What you need to do. Rewrite the lines from the one containing "Can you see the blazer lapel?" up to and including the one containing "[[392, 303]]", substituting "dot" for "marker" and keeping everything else as it is.

Records provided.
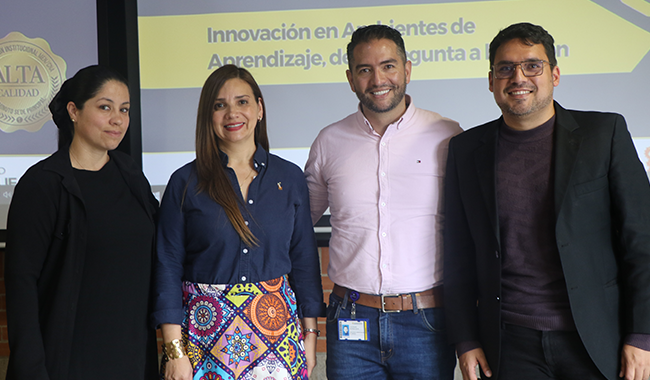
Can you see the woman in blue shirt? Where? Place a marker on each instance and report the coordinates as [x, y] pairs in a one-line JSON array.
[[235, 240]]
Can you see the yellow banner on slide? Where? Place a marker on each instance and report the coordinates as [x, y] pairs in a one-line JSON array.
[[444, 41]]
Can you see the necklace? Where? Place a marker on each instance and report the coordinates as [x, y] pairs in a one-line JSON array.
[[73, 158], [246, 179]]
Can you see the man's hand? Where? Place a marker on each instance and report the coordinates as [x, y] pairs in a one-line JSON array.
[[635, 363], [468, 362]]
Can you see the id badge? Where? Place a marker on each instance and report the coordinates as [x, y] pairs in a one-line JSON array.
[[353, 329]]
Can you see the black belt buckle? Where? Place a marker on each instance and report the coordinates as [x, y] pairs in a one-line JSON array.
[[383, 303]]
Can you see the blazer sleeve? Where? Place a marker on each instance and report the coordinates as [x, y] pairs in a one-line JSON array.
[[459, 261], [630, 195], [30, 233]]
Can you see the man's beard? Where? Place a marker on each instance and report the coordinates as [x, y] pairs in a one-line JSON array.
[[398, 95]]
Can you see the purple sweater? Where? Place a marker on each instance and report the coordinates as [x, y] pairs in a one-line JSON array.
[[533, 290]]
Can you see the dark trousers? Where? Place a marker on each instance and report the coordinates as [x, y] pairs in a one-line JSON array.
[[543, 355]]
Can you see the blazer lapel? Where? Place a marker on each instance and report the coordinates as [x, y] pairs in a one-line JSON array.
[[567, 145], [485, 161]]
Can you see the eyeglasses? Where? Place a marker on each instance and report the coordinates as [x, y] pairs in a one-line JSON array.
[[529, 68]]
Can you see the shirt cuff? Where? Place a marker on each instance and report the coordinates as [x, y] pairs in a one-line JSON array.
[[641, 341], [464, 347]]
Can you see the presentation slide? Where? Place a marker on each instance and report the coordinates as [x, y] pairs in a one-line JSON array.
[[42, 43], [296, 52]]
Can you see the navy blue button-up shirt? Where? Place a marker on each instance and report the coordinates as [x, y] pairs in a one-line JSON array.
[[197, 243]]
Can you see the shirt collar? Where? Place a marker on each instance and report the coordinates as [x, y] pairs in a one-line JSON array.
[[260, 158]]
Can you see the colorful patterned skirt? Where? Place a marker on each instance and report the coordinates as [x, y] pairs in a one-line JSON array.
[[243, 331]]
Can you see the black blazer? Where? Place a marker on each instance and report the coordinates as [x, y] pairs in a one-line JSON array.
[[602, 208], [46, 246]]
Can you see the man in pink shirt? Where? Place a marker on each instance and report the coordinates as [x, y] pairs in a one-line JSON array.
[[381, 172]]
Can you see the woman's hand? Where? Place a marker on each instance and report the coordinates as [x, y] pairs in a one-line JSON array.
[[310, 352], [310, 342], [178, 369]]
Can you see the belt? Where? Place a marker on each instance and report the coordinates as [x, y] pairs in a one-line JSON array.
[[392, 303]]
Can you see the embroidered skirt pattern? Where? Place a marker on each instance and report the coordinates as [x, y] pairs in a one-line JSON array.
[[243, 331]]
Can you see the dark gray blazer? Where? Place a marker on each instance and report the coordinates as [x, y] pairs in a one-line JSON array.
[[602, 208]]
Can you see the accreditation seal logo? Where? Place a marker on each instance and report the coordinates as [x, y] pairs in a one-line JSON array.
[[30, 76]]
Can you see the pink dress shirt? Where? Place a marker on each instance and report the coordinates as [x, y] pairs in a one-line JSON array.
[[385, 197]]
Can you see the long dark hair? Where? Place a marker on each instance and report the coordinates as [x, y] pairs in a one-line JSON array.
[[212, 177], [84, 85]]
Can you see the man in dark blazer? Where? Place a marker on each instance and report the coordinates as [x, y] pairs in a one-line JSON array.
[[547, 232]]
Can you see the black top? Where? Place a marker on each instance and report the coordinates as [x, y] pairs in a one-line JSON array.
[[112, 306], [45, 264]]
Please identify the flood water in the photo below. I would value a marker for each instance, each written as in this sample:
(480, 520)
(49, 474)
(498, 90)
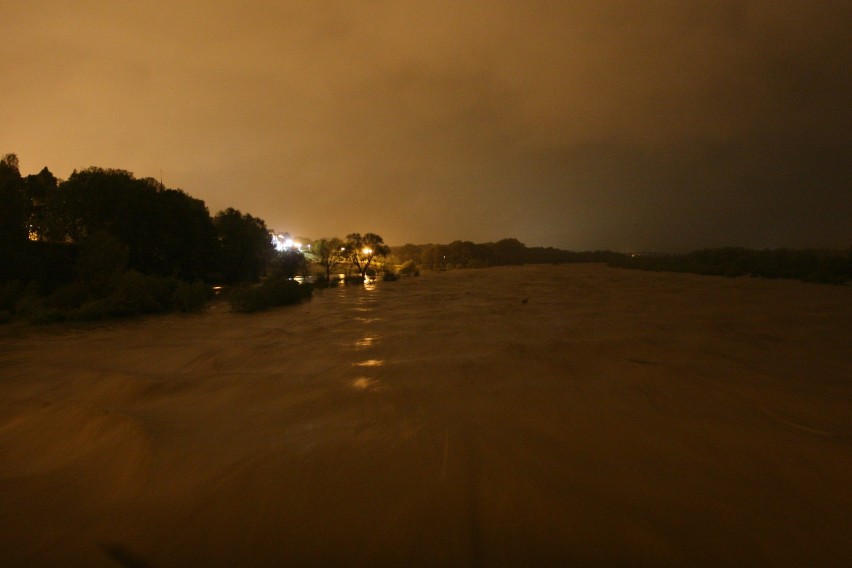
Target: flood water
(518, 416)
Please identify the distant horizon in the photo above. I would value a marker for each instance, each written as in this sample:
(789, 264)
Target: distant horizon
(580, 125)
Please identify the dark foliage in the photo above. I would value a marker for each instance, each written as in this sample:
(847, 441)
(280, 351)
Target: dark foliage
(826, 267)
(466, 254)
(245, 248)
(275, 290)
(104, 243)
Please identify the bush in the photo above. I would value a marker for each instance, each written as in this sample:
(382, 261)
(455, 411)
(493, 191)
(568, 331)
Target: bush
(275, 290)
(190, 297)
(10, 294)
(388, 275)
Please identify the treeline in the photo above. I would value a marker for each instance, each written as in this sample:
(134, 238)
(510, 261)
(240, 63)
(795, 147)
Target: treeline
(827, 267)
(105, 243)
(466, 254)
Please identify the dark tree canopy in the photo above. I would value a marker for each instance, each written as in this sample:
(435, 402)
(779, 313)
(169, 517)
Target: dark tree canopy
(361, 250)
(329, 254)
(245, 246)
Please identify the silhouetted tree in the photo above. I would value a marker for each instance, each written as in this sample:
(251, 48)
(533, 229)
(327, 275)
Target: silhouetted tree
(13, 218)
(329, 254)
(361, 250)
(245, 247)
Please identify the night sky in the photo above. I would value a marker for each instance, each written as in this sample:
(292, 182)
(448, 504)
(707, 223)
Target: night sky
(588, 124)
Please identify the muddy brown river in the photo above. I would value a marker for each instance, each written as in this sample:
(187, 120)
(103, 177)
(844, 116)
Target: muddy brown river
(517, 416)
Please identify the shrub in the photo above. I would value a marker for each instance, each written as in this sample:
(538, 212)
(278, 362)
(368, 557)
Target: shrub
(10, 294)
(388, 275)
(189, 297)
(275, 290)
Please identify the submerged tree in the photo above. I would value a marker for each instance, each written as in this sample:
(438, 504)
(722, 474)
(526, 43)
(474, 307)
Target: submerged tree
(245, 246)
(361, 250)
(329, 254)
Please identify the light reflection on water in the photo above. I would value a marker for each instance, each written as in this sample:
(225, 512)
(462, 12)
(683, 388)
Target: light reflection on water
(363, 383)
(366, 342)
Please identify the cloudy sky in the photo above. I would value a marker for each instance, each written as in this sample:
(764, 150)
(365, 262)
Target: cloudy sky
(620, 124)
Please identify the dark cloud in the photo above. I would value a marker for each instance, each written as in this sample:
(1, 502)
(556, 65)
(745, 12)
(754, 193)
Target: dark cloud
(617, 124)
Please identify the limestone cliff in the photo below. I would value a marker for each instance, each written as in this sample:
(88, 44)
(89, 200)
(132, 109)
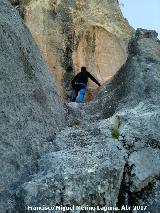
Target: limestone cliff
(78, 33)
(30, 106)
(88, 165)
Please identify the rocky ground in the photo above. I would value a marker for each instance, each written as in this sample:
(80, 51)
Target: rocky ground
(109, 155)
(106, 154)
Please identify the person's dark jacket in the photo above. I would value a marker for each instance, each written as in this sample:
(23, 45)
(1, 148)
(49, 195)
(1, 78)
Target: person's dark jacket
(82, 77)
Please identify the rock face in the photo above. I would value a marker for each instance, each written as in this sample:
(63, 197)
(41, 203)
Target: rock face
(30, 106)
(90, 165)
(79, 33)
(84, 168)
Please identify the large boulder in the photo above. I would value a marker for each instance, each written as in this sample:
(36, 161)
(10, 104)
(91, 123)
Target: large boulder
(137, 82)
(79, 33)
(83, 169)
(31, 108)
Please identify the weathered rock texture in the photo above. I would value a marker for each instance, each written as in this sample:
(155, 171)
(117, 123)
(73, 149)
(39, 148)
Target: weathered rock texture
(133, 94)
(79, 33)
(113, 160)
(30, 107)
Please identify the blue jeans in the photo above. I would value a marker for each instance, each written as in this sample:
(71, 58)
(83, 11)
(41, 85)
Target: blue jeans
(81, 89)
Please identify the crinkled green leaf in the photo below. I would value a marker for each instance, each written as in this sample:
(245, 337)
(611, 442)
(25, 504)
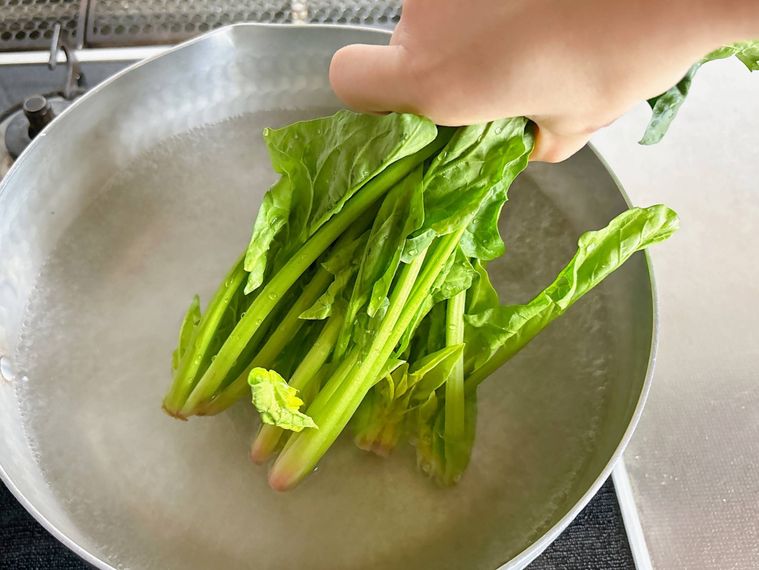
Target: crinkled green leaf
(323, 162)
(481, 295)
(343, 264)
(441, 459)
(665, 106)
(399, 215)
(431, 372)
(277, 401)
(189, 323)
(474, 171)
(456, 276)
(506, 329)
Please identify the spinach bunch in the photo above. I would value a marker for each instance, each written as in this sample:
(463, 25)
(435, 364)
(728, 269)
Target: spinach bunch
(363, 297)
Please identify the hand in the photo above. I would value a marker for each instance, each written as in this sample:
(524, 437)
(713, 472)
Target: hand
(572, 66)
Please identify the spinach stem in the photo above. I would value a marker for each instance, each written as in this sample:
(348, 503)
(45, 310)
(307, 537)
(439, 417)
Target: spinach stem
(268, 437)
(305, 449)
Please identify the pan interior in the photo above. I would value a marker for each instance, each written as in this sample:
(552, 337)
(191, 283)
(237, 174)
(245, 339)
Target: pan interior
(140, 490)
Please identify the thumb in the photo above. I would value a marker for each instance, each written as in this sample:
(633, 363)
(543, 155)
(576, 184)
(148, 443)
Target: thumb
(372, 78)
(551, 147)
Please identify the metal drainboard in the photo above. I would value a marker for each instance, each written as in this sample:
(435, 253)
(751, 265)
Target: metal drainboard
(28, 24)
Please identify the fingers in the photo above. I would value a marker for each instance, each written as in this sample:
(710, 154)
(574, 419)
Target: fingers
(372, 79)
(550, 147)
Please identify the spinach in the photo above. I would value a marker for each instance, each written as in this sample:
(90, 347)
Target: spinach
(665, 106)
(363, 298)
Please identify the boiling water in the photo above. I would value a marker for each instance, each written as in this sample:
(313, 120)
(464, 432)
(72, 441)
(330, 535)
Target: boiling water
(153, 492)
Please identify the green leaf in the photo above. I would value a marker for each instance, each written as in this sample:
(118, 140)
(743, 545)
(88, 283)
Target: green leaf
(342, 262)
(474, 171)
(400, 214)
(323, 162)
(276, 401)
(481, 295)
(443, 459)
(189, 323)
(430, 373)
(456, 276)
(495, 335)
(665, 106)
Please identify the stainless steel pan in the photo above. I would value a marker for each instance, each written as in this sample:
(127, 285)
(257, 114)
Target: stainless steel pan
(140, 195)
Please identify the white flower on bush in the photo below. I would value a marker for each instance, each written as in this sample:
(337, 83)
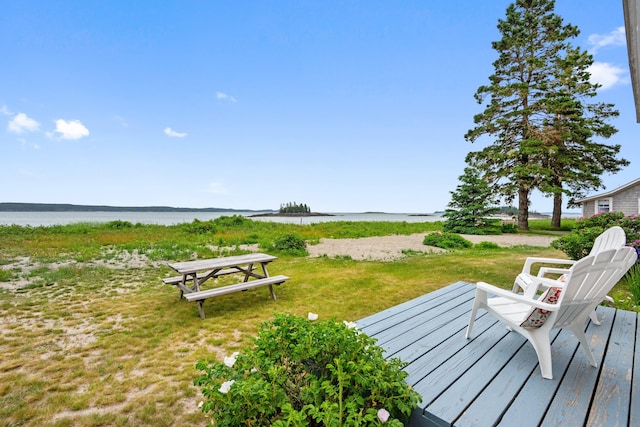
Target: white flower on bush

Response.
Can you see the blazer lapel? Where? Place a dot on each instance and report the coordinates as [x, y] pairs in a one-line JSON array.
[[567, 145], [485, 161]]
Can you see the eyeglasses? Where? Place a dot on each instance and report the coordinates as [x, y] pairs in a one-line JSON array.
[[529, 68]]
Can you see the shirt cuff? Where? Place a dot on each instance and report the coordinates as [x, y] pairs in a one-line JSON array.
[[641, 341], [464, 347]]
Can you see the presentation slide? Where? Place a dot on each instance and report the coordinates as [x, y] pairs in a one-line JSON array.
[[42, 43], [296, 52]]
Can you see the navy blue button-up shirt? Where? Place a dot on each instance and report the coordinates as [x, y] pairs in a one-line JSON array.
[[197, 243]]
Can you see the shirt collar? Where? Place a dot on each instance and report the coordinates as [x, y] pairs in a one-line JSON array.
[[260, 158]]
Can you see the colorful patterned skirt? Where? Place a dot on each instance and report the coordinates as [x, y] pairs in a one-line JSON array.
[[243, 331]]
Can you see the black blazer? Where? Place a dot on each instance and report the coordinates as [x, y] pairs in a one-line JSON array.
[[602, 208], [46, 246]]
Can you see the man in pink shirt? Where? Place a dot on each instance and report the coordinates as [x, y] pairs in a one-line JSON array.
[[381, 172]]
Can you see the woman's hand? Where? Place a dot on each instance and report the coordinates as [x, y] pairs in a one-line JSON array.
[[310, 352], [310, 342], [178, 369]]
Can you see the belt? Where? Place a dot on each instance and report the coordinates as [x, y] pairs in a one-line JSON array.
[[392, 303]]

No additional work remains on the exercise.